Select every line in the rows below that contains the string "pixels", and copy each one. Case counts.

§ DATASET RECORDS:
┄┄┄┄┄┄┄┄┄┄

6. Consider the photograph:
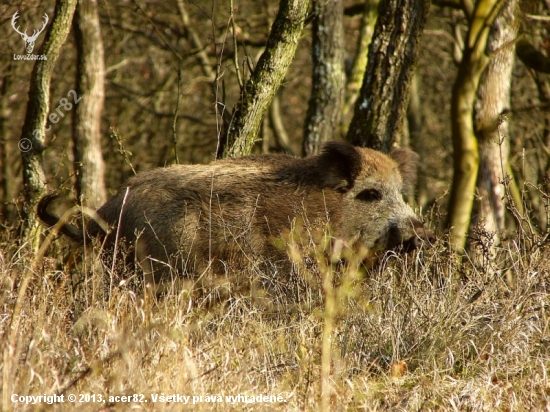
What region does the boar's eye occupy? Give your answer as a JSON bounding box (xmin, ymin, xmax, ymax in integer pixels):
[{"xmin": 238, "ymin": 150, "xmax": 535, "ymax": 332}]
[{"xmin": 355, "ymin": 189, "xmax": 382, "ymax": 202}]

┄┄┄┄┄┄┄┄┄┄

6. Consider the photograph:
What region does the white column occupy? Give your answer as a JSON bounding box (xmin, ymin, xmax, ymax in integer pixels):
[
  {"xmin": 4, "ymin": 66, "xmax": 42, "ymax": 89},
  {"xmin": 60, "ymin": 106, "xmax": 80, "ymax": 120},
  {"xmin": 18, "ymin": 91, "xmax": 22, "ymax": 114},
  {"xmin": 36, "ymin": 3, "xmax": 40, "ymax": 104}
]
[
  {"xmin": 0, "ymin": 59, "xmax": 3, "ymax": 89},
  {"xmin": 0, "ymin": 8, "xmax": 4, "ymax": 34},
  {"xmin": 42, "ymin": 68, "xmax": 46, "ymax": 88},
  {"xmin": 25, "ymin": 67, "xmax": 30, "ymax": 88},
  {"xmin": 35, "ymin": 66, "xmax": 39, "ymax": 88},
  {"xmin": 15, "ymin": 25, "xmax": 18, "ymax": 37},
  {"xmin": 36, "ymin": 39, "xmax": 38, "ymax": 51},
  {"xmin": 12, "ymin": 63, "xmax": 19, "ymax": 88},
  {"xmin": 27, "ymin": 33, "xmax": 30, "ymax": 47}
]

┄┄┄┄┄┄┄┄┄┄

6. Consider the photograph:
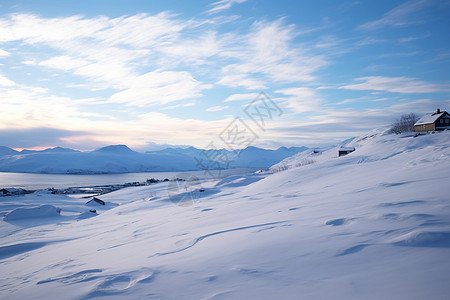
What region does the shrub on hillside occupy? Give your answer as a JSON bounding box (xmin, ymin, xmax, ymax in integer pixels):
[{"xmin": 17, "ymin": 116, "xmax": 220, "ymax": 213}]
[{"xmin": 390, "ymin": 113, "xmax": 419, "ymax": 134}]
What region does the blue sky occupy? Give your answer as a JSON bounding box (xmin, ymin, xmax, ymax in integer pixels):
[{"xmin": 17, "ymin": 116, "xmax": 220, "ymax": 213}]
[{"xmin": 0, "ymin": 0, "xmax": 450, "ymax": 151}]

┄┄┄┄┄┄┄┄┄┄

§ SOLVED PROBLEM:
What region does the boar's eye occupy? Give your answer as a JSON bounding box (xmin, ymin, xmax, ymax in integer pixels):
What region does the white column occupy? Give your answer as a JSON bounding box (xmin, ymin, xmax, ymax in integer pixels):
What region does the shrub on hillside occupy? Give your answer as a JSON bounding box (xmin, ymin, xmax, ymax in integer pixels):
What region does the blue sky occupy? Give your answer as a JSON bounding box (xmin, ymin, xmax, ymax in integer pixels):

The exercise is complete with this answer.